Masa sahabat kecil dan
tabi‘in besar
Bab
sebelumnya telah dijelaskan bahwa ketika pemerintahan dibawah kedali khalifah
Usman ibn Affan, maka para sahabat bebas untuk mempelajari, meriwayatkan hadis.
banyak sahabat berpindah tempat demi untuk mencari hadis. pada masa ini ada
beberapa sahabat yang dijuluki bendaharawan hadis seperti Abu Hurairah, Aishah, Anas ibn Malik, dll.[25]
Pada
akhir kepemimpinan Usman ibn Affan timbulah fitnah dan menjadi awal perpecahan umat
Islam. Umat Islam saat itu terbagi menjadi tiga kelompok; pertama golongan yang
membela ‘Ali ibn Talib yang dinamakan golongan shi‘ah. Kedua, golongan khawarij
yang menentang ‘Ali dan Mu‘awiyah, terakhir golongan jumhur (golongan yang pro
terhadap pemerintahan). Sejak munculnya golongan-gologan inilah kemudian muncul
hadis-hadis palsu. Kemunculan hadis palsu ini sebagai penguat golongannya dan
untuk mencari dukungan kepada masyarakat. Tahun 40 H adalah pembatas antara
munculnya pemalsuan hadis dan terlepas dari pemalsuan.[26]
d.

_Entri data tersimpan_.
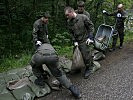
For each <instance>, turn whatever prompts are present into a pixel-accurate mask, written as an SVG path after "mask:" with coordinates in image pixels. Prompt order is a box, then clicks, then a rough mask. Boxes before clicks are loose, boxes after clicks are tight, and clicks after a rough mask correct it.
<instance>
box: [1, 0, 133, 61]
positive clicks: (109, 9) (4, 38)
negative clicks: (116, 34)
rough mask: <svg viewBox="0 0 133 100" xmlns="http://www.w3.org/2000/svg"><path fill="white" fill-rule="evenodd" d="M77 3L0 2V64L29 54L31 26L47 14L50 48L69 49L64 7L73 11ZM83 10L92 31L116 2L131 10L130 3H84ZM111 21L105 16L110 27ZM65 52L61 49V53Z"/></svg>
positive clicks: (104, 1)
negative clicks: (67, 48)
mask: <svg viewBox="0 0 133 100" xmlns="http://www.w3.org/2000/svg"><path fill="white" fill-rule="evenodd" d="M77 1H78V0H3V1H1V2H0V9H1V16H0V22H1V23H0V34H1V36H0V61H1V59H3V57H6V58H7V57H9V56H13V55H16V54H17V55H18V54H21V53H23V52H24V51H31V52H32V51H33V42H32V25H33V23H34V21H35V20H36V19H38V18H40V15H41V14H42V13H43V12H45V11H49V12H50V14H51V18H50V20H49V38H50V40H51V43H52V44H53V45H58V46H70V45H71V40H70V35H69V33H68V30H67V29H66V26H67V23H66V18H65V16H64V8H65V6H72V7H73V8H74V9H76V8H77V5H76V4H77ZM84 1H86V2H85V3H86V5H85V6H86V8H85V9H86V10H87V11H88V12H89V13H90V15H91V20H92V22H93V23H94V26H95V32H96V31H97V28H98V26H99V25H100V24H103V14H102V10H103V9H105V10H107V11H109V12H112V11H114V10H115V8H116V6H117V4H118V3H123V4H124V5H125V6H124V7H125V9H126V8H128V9H129V8H131V7H132V4H133V1H132V0H119V1H118V0H114V1H112V0H84ZM113 20H114V18H111V17H106V21H107V24H109V25H114V21H113ZM64 51H65V50H64Z"/></svg>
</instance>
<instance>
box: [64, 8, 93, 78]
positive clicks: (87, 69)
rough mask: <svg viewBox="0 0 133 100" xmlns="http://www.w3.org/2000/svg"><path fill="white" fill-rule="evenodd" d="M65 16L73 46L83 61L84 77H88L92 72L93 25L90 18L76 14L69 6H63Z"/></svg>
mask: <svg viewBox="0 0 133 100" xmlns="http://www.w3.org/2000/svg"><path fill="white" fill-rule="evenodd" d="M65 16H66V17H67V18H68V28H69V31H70V33H71V35H72V40H73V42H74V46H75V47H76V46H78V47H79V49H80V51H81V54H82V56H83V60H84V63H85V67H86V69H85V72H84V78H85V79H86V78H88V76H89V75H90V74H92V73H93V72H94V70H93V69H94V66H93V58H92V51H91V49H92V48H90V47H92V46H91V42H93V32H94V26H93V23H92V22H91V20H90V19H89V18H88V17H87V16H86V15H83V14H76V13H75V11H74V9H73V8H71V7H66V8H65Z"/></svg>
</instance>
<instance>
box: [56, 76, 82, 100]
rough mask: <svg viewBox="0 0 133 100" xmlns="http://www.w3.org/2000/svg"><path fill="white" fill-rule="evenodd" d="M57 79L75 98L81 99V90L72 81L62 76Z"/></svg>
mask: <svg viewBox="0 0 133 100" xmlns="http://www.w3.org/2000/svg"><path fill="white" fill-rule="evenodd" d="M56 78H57V79H58V81H59V82H60V83H61V84H62V85H63V86H65V87H66V88H67V89H69V90H70V91H71V93H72V94H73V96H74V97H76V98H81V94H80V92H79V89H78V88H77V87H76V86H74V85H72V83H71V81H70V80H69V79H68V78H67V77H66V75H62V76H60V77H56Z"/></svg>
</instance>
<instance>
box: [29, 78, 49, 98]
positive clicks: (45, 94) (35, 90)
mask: <svg viewBox="0 0 133 100" xmlns="http://www.w3.org/2000/svg"><path fill="white" fill-rule="evenodd" d="M35 79H36V77H35V76H30V77H29V80H30V81H31V83H30V84H29V87H30V88H31V90H32V91H33V92H34V94H35V95H36V96H37V97H42V96H45V95H47V94H49V93H50V92H51V89H50V87H49V86H48V85H47V83H45V86H44V88H40V87H39V86H37V85H35V84H34V81H35Z"/></svg>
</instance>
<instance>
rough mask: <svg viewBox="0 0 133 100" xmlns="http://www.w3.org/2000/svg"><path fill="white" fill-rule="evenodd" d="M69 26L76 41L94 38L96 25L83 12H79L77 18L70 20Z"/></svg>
mask: <svg viewBox="0 0 133 100" xmlns="http://www.w3.org/2000/svg"><path fill="white" fill-rule="evenodd" d="M68 28H69V31H70V33H71V35H72V39H73V41H74V42H79V43H82V42H85V41H86V40H87V39H88V38H90V39H93V32H94V25H93V23H92V22H91V20H90V19H89V18H88V17H87V16H86V15H83V14H77V16H76V18H73V19H71V20H68Z"/></svg>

_PETUNJUK TUGAS_.
a) Menurut kutipan teks tentang sejarah hadis, menjadi berapa kelompok umat Islam terbagi setelah fitnah muncul pada akhir kepemimpinan Usman ibn Affan?
b) Sunting bagian kutipan teks yang dibuka dengan kata-kata "Masa sahabat kecil" dan ditutup dengan "mempelajari, meriwayatkan hadis.". Tuliskan kembali bagian itu dengan mengganti "Usman ibn Affan" menjadi "Utsman bin Affan".

_JAWABAN TERTULIS_.
a) Umat Islam terbagi menjadi tiga kelompok, yaitu golongan shi‘ah, golongan khawarij, dan golongan jumhur.

b)
Masa sahabat kecil dan
tabi‘in besar
Bab
sebelumnya telah dijelaskan bahwa ketika pemerintahan dibawah kedali khalifah
Utsman bin Affan, maka para sahabat bebas untuk mempelajari, meriwayatkan hadis.